The kama-world of the Nagaraka
The Kamasutra is generally thought to have been compiled between the 2nd-4th century A.D, in northern India – possibly within the middle of the 3rd century AD – a period of rapid urban expansion. Daud Ali (2002, 2004) argues that it is within this milieu that the institution of Indian Romantic love emerged, out of the context of royal courts and the refined and noble men who depended on the court for their livelyhoods.

There is a general scholarly consensus that the Kamasutra, for the most part, is addressed to the wealthy and urbane city-dweller – the nagaraka (from nagar – “city”). The nagaraka is not just any city-dweller, but a member of the elite classes surrounding the royal court and other political power-centres. The lifestyle of the nagaraka is described by Vatsyana in the following quotes from the Doniger & Kakar translation of Kamasutra:

“When a man has become educated, he enters the householder stage of life and begins the lifestyle of a nagaraka, using money that he has inherited, on the one hand, or obtained from gifts, conquest, trade, or wages…. He settles down in a city, a capital city, a market town, or some large gathering where there are good people. or whererever he has to stay to make a living. And there he makes his home near water, with an orchard, seperate servant quarters, and two bedrooms.

and:

“He gets up in the morning, relieves himself, cleans his teeth, applies fragrant oils in small quantities, as well as incense, garlands, beeswax, and red lac, looks at his face in the mirror, takes some mouthwash and betel, and attends to the things that need to be done. He bathes every day, has his limbs rubbed with oil every second day, a foam bath every third day, his face shaved every fourth day, and his body hair removed every fifth or tenth day. …After eating, he passes the time teaching his parrots and mynah birds to speak; goes to quail fights; engages in various arts and and games; and passes the time with his libertine (pithamanda), pander (vita), and clown (vidushaka). ..In the late afternoon, he gets up and goes to salons to amuse himself.”

The nagaraka’s house is extensively furnished – Vatsayana’s ideal consoisseur has not only perfumes, but musical instruments, books. gaming boards, a place set aside for “woodworking”, cages of pet birds, and in the orchard, a “well-padded swing” and a bench covered with flowers.

The nagaraka’s social world is a round of festivals, picnics, theatrical entertainments, festivals, cock-fights, gambling and the salon – gosthi – is the place where nagarakas of equal means and disposition sat together in conversation, discussing works of art, poetry, and romantic liaisons. These meetings took place in the outer apartments of the nagaraka’s house, at the houses of courtesans, or within the buildings of the royal court. Vatsyanana lists seven major contributors to the gosthi: learned persons, poets, bards, singers, jesters, historians, and those learned in the Puranas.

Such a nagaraka character can be found in Sudraka’s play Mrichchhakatika (“The Little Clay Cart”). Although impoverished, the nagaraka Charudatta attends musical concerts and spends most of his time in the outer compartments and gardens of his house with his friends, whilst his devoted wife stays in the inner sanctum. (plot summary on wikipedia).
+++++
## Problem details
Please reproduce, word for word, everything in the passage on the nagaraka from "The kama-world of" down to "for their livelyhoods.".

## Data provided
+++++
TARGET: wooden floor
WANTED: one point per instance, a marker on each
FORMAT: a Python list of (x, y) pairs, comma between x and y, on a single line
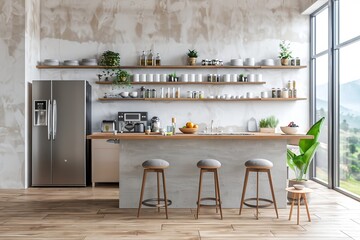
[(92, 213)]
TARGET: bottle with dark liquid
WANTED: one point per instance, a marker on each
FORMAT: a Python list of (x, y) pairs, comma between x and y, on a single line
[(143, 59), (150, 59), (158, 60)]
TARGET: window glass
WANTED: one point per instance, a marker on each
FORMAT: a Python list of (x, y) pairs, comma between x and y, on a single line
[(321, 96), (349, 117), (349, 19), (321, 21)]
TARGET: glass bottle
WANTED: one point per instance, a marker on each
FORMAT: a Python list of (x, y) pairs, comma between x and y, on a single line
[(158, 60), (173, 124), (150, 58), (143, 59)]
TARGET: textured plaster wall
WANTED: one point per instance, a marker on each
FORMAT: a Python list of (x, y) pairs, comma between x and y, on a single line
[(217, 29), (12, 94)]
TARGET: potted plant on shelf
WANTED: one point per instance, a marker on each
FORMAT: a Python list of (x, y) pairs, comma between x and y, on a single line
[(173, 77), (300, 163), (110, 58), (192, 54), (122, 78), (285, 53), (268, 125)]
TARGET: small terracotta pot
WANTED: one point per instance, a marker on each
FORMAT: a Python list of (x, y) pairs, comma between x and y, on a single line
[(192, 61), (284, 61)]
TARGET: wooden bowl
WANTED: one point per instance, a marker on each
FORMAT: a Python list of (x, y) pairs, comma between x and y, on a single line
[(188, 130)]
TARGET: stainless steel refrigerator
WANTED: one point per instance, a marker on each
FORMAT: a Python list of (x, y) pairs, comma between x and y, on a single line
[(61, 120)]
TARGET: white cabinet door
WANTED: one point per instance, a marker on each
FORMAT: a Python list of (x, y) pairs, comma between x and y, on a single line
[(105, 161)]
+++++
## The reply
The kama-world of the Nagaraka
The Kamasutra is generally thought to have been compiled between the 2nd-4th century A.D, in northern India – possibly within the middle of the 3rd century AD – a period of rapid urban expansion. Daud Ali (2002, 2004) argues that it is within this milieu that the institution of Indian Romantic love emerged, out of the context of royal courts and the refined and noble men who depended on the court for their livelyhoods.